Extracted text>
────────────────
I honestly would not get the Gourami until your tank has completely cycled, and then I would wait another 2-3 weeks. They are sensitive to the cycle process. I lost one that way, it was sad 

I don't know much about the parasite situation though, I have not heard that they have any more parasites than any other fish. I've not had any problems with mine.


----------



## ikermalli (Sep 23, 2007)

alright, I will get all my other fish then in a month I will get a gourami or will cichlids go well with 6 panda cories and 4 black skirt tetras? i was thinking of getting one of them they are so beautiful


----------



## Sunaynire (Nov 10, 2007)

A lot of the wild caught fish are more likely to be carrying parasites. Dwarf Gouramis are usually pretty hardy little fish. 
It depends on what kind of cichlids you get. Most cichlids aren't going to be happy in a smaller tank. What kind of cichlid were you looking at?


----------



## ikermalli (Sep 23, 2007)

A powder blue dwarf gourami


----------



## neilfishguy (Oct 7, 2007)

a gourmi is a antabanoid not a chiclid unlees it can be both...i think alot of gourmis are unhealthy at pet stores tho


----------



## ikermalli (Sep 23, 2007)

alright, I am getting a bolivian ram now


----------
────────────────
Provided material>
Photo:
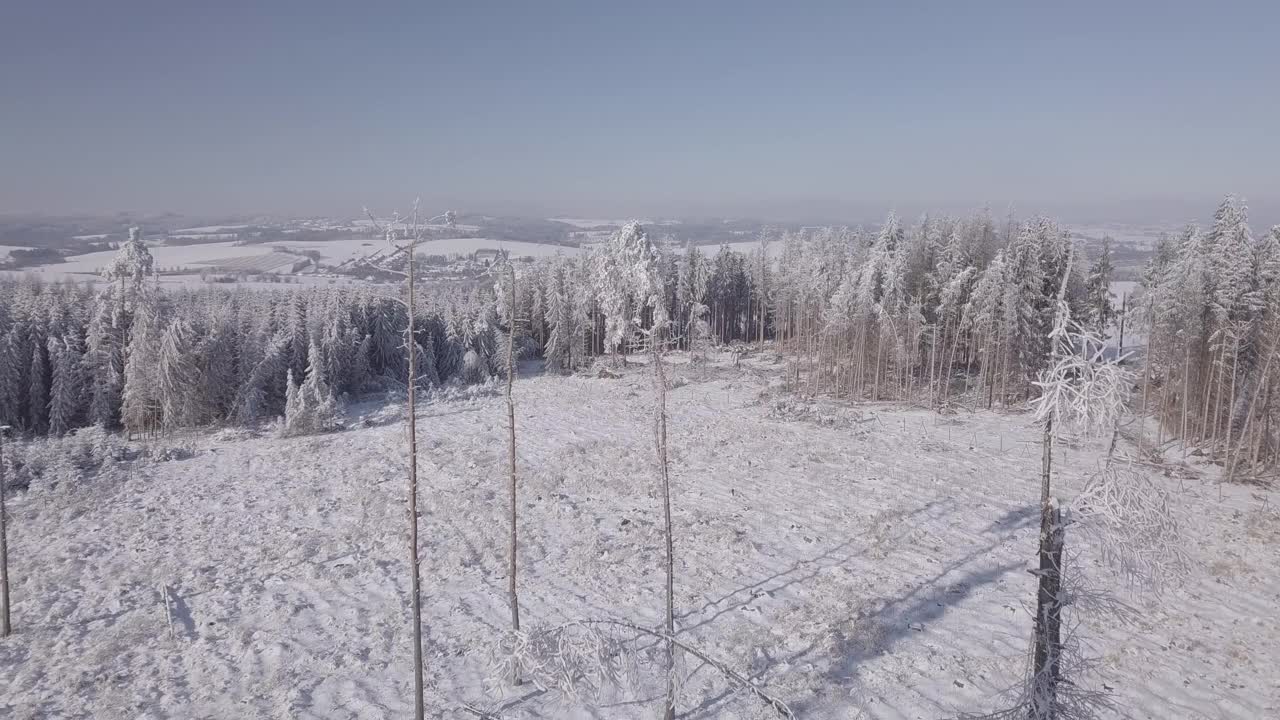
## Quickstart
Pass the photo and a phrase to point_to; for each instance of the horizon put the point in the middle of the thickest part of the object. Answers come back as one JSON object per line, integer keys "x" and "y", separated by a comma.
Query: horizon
────────────────
Task prompt> In the aquarium thread, why does the first reply say to hold off on the Gourami until the tank has completely cycled and then wait another two to three weeks? Answer in one to three sentences.

Result of the task> The reply advises waiting because Gouramis are sensitive to the cycle process. The writer says they lost one that way.